**ZITIERTER ABSCHNITT:**
+===+
Marius Tschirky: Naja, in dem Buch stelle ich bewusst die Lieder, Verse und praktischen Anleitungen in den Vordergrund. Wer mich kennt weiss, dass ich fast nicht anders kann, als da und dort noch eine kämpferische Standpauke zu halten. Das Vorwort ist mir wichtig, auch meine Ausführungen und die kleinen Aufsätzchen zwischen den Liedern sind mir wichtig. Denn ein Lied zu einem Wald-Thema findet man schnell, auch einen Blachen-Knopf lernen ist keine Sache – und dass der Dachs ein marderartiges Raubtier ist kann man leicht googeln.
+===+
[Einträge im Datensatz]
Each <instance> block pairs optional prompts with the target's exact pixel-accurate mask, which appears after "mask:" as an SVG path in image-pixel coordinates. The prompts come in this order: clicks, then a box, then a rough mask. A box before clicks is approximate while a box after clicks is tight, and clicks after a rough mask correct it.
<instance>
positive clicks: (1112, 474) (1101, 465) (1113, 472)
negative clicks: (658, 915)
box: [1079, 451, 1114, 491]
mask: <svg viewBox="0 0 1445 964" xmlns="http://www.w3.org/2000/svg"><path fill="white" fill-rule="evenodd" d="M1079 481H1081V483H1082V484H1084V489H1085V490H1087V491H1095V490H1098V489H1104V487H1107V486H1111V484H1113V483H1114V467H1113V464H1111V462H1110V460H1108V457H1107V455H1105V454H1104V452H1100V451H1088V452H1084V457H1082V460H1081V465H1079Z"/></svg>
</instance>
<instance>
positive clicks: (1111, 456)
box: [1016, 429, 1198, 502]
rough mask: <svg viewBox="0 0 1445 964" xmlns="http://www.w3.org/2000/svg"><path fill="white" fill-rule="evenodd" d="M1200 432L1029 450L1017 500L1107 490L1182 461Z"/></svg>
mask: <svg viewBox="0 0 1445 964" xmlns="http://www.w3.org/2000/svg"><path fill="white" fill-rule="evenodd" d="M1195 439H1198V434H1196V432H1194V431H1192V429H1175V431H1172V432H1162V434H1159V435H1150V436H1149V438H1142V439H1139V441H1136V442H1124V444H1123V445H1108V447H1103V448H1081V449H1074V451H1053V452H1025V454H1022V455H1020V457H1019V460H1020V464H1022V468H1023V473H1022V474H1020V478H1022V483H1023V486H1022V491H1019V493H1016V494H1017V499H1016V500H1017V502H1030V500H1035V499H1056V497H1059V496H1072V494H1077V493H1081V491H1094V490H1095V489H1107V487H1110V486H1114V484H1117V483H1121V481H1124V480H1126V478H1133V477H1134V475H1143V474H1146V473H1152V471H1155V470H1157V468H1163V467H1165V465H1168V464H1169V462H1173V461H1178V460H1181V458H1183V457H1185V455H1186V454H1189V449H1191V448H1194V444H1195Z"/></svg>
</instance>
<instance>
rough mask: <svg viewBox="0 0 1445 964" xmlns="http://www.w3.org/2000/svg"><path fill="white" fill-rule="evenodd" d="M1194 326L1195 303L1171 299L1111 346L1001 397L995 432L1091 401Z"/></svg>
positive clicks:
+===+
**DETAILS ZUR AUFGABE:** Entnimm der Seite den zitierten Abschnitt über das Buch mit Liedern und Versen, und gib ihn vollständig und Wort für Wort wieder. Die Zeilen sind eigenständiges Material und gehören nicht zum zitierten Abschnitt.

**ERGEBNIS DER AUFGABE:**
Marius Tschirky: Naja, in dem Buch stelle ich bewusst die Lieder, Verse und praktischen Anleitungen in den Vordergrund. Wer mich kennt weiss, dass ich fast nicht anders kann, als da und dort noch eine kämpferische Standpauke zu halten. Das Vorwort ist mir wichtig, auch meine Ausführungen und die kleinen Aufsätzchen zwischen den Liedern sind mir wichtig. Denn ein Lied zu einem Wald-Thema findet man schnell, auch einen Blachen-Knopf lernen ist keine Sache – und dass der Dachs ein marderartiges Raubtier ist kann man leicht googeln.